EXERCISE OBJECTIVE: Every line from the line containing "# test: point at every instance of the knuckle, one" through the final line below is to be repeated exactly; no other line is.

DATA RECORDS:
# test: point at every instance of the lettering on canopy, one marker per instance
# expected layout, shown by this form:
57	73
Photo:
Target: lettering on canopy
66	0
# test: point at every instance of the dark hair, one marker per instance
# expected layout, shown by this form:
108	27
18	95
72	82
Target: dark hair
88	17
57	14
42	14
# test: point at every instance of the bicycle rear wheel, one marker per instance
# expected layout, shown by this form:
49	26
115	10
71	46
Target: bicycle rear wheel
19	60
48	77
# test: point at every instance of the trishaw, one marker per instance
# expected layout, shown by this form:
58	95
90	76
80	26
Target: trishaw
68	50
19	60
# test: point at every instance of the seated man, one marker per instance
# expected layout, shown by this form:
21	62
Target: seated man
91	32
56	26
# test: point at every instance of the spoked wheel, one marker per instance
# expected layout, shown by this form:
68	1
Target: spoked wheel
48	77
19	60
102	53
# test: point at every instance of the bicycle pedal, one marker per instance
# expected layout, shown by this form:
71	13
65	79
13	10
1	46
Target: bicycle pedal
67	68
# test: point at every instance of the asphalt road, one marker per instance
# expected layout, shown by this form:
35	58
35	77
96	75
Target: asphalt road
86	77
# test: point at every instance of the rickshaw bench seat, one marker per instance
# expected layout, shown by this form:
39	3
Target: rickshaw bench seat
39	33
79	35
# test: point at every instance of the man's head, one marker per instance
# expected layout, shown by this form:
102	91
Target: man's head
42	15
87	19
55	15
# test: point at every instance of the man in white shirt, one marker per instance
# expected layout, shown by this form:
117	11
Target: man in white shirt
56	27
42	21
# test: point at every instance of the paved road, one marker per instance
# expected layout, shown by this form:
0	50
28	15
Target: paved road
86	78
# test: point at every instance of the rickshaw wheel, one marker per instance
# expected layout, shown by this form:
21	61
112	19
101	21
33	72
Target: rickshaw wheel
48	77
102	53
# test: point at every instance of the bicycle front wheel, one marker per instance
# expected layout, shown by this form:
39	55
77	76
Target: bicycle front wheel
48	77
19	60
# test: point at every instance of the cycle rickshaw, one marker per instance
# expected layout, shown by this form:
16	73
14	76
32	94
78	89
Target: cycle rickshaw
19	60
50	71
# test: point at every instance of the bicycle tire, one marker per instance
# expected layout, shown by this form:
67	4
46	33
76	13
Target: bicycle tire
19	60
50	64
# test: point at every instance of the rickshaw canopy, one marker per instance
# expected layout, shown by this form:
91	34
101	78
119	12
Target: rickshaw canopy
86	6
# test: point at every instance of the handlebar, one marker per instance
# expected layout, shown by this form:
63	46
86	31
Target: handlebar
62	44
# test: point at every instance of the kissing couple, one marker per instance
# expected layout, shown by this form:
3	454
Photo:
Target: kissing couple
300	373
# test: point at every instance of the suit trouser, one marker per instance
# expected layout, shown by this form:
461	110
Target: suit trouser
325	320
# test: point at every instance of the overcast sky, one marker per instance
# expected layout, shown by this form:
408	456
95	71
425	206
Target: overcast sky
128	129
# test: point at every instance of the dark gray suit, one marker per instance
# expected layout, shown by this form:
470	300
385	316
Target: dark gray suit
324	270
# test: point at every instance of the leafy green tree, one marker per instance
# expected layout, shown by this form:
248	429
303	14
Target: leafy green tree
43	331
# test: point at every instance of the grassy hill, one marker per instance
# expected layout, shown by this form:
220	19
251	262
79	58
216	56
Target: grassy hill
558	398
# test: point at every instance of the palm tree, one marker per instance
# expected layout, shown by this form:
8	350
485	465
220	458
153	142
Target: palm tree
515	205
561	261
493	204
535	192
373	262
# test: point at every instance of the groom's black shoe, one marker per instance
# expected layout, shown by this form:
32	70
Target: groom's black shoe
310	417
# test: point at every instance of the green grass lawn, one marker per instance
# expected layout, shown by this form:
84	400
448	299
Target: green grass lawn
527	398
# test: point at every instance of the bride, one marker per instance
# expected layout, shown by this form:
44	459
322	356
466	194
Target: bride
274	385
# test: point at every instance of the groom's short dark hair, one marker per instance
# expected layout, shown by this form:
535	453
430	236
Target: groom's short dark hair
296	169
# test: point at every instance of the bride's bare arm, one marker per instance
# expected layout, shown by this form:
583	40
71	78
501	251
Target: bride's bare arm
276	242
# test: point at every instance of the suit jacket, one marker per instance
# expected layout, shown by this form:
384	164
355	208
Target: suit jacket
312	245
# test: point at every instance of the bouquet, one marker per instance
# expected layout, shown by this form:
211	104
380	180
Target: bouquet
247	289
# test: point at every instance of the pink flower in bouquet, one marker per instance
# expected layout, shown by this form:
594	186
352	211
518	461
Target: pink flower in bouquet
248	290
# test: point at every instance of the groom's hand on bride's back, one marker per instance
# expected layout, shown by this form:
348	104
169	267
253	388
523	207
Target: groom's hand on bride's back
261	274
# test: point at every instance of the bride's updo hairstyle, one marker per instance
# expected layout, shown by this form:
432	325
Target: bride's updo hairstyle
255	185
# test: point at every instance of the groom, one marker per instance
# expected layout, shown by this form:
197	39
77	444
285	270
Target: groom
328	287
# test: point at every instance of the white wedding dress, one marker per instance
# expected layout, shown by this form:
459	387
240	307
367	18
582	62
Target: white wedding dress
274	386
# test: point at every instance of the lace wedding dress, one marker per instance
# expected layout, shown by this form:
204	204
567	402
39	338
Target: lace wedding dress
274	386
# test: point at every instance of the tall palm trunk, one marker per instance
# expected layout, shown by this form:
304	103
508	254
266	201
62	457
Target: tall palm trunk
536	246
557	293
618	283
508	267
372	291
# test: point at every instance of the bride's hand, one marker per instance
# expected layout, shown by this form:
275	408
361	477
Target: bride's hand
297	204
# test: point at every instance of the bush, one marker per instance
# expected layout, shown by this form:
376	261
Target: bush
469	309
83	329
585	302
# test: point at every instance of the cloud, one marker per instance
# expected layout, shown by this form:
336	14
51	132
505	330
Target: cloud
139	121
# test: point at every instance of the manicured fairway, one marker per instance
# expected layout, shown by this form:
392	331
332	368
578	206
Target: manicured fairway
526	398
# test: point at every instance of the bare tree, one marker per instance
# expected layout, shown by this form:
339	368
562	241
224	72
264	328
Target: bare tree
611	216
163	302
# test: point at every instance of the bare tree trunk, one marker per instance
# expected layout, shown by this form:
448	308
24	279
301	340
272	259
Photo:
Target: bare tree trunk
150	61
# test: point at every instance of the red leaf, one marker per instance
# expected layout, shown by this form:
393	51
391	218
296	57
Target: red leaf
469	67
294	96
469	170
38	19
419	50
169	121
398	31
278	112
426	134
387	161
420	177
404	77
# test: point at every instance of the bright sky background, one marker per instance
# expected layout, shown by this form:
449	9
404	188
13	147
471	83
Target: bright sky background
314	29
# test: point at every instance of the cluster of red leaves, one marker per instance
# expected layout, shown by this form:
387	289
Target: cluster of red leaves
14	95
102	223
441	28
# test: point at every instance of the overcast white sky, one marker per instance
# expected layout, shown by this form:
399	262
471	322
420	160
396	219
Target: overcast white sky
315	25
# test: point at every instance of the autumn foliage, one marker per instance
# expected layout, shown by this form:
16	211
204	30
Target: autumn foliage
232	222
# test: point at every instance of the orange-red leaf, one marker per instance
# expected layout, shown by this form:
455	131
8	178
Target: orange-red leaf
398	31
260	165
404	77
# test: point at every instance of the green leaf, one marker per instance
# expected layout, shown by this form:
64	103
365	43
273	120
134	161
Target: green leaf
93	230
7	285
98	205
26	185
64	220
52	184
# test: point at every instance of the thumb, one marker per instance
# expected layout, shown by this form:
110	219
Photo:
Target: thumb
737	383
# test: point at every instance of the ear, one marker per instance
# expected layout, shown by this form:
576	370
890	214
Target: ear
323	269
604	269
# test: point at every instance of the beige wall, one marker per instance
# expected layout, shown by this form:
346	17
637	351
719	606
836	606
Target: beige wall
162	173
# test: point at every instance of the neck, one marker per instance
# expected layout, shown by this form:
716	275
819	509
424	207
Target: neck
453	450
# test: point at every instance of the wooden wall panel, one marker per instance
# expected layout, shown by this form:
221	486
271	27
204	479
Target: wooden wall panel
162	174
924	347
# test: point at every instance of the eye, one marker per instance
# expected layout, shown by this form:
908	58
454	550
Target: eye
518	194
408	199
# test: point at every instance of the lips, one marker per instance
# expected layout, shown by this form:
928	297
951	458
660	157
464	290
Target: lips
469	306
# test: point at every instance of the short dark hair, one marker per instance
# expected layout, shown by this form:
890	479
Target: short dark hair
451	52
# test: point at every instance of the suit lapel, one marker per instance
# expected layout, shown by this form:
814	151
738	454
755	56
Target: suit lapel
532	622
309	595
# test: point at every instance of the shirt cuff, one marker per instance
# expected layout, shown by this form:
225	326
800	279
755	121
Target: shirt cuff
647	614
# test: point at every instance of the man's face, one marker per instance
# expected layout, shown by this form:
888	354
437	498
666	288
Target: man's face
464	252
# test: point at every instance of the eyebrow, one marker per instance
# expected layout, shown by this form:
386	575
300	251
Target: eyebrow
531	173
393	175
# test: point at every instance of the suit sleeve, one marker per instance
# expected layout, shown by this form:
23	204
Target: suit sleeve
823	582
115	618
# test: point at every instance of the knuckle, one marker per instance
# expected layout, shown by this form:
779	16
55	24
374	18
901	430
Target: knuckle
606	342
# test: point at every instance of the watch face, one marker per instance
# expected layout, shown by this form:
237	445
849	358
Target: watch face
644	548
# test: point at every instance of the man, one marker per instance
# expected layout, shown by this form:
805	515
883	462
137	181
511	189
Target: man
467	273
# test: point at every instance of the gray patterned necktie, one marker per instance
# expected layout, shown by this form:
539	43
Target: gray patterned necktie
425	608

RESULT:
# test: point at every instance of the knuckle, one marker per instance
# expected layout, shown by this form:
779	16
55	24
374	18
901	430
Target: knuckle
606	342
# test: point at every instance of the watch face, one marker per instance
# expected layout, shown by this form:
237	445
849	358
Target: watch face
644	548
# test: point at every instance of the man, one marker per instance
# expected layout, shown by this form:
805	515
883	462
137	181
511	189
Target: man
467	273
# test: point at every instance of the gray patterned necktie, one marker per instance
# expected layout, shown by this form:
539	43
Target: gray patterned necktie
425	608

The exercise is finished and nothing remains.